• Page:
● ● ●
More coordination absolutely makes sense. This is a major problem that cuts across multiple distributions, operating systems other than Linux, programming languages, and use cases. I don't think there's any sane way for ILP64 and LP64 to coexist that satisfies every possible combination here - it's almost impossible to know ahead of time that there will never be someone who wants to combine functionality from a library that decided to use ILP64 with a library that didn't. Unless you want to introduce the burden of requiring that every ILP64 library also provide a separate LP64 implementation (my guess is most of them are familiar enough with this issue that they already are, even if not required to...).
I've personally been starting to think that ILP64 BLAS is more trouble than it's worth. Once you get up to multiple gigabytes of data and you want to do dense linear algebra, even just BLAS1 (which can mostly be done equivalently in Julia anyway) on a huge vector, you're probably better off working in distributed memory and figuring out how to partition your data more sanely so you don't have to think about all of it at once. Is there such a crazy person doing BLAS2, BLAS3, or LAPACK in a single shared memory space with arrays whose dimensions are larger than 32 bits?
● ● ●
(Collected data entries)
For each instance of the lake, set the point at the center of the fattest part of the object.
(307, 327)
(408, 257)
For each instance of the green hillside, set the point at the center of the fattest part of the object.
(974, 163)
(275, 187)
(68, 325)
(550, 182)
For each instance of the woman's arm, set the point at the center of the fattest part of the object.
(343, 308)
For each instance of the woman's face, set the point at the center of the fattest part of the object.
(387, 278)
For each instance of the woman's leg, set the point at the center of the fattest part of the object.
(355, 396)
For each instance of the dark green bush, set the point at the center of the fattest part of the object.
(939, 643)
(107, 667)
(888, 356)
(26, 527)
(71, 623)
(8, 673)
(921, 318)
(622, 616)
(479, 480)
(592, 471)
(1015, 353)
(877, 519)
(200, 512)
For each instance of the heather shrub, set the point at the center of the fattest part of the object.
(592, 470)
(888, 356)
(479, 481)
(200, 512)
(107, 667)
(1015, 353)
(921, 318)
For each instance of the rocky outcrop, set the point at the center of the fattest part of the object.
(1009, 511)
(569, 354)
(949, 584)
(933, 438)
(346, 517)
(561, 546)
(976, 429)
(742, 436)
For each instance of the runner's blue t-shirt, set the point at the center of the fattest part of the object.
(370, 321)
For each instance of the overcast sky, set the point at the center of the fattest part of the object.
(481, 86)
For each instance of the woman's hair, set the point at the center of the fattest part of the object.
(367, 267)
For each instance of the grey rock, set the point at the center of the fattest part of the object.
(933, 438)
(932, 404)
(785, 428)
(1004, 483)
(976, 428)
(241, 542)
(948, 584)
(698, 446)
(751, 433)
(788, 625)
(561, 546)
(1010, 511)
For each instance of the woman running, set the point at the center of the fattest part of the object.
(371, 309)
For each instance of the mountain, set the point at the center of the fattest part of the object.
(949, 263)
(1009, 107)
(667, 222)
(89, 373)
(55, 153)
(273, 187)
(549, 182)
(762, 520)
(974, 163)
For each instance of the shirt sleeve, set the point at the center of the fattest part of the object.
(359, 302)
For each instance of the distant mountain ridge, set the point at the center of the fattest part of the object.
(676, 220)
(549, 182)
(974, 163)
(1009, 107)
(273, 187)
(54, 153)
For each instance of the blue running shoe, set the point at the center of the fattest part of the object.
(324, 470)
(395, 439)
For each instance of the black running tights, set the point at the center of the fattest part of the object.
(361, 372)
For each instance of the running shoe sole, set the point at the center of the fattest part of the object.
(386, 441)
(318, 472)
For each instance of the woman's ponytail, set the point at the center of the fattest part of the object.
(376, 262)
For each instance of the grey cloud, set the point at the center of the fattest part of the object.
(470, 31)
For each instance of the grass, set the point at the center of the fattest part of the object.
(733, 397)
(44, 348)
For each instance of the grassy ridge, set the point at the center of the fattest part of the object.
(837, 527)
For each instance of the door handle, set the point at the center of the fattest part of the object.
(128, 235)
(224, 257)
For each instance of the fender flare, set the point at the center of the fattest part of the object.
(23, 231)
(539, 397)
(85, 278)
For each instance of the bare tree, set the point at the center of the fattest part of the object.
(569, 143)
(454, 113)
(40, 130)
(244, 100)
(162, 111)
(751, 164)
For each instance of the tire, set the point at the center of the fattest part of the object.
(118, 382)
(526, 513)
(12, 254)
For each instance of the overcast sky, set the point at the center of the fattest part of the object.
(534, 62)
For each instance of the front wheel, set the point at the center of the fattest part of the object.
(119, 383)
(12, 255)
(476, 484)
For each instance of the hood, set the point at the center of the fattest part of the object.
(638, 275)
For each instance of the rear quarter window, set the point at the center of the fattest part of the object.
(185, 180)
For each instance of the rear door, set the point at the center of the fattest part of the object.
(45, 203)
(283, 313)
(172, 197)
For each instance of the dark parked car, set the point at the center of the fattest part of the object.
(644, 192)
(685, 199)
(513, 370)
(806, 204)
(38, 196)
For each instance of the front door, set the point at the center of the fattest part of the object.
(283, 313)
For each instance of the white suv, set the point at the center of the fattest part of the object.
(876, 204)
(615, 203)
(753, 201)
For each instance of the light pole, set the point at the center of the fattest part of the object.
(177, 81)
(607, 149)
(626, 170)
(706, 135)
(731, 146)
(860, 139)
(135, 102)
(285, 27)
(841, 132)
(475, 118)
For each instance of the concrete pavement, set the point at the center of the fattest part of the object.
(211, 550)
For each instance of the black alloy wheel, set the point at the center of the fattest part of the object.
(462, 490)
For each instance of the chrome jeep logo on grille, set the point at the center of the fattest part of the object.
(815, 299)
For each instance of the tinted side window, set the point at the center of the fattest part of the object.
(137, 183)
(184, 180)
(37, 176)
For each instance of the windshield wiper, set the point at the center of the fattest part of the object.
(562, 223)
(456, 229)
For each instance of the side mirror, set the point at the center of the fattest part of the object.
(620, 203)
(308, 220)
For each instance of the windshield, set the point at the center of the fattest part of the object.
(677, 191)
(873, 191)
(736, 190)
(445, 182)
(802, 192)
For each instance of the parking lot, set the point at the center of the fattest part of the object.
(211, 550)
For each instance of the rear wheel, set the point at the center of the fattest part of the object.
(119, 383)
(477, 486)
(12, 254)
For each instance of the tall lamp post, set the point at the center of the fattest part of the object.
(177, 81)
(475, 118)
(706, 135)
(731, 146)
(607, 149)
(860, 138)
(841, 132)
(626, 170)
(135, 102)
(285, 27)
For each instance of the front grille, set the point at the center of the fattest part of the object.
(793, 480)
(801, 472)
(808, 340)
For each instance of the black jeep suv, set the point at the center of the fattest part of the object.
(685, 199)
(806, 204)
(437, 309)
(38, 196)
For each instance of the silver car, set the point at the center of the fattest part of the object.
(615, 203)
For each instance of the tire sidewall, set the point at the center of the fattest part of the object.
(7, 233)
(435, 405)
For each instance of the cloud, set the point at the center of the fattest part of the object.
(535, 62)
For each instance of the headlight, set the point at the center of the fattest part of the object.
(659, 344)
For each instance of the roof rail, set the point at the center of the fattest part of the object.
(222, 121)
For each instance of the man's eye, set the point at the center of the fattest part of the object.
● ● ●
• Directive:
Answer these questions from the BLAS discussion:
(a) Which two models does the writer doubt can sanely coexist?
(b) What burden would every ILP64 library face unless such coexistence is given up?
(c) Which BLAS level does the writer say can mostly be done equivalently in Julia?

• Written response:
(a) ILP64 and LP64.
(b) Being required to also provide a separate LP64 implementation.
(c) BLAS1.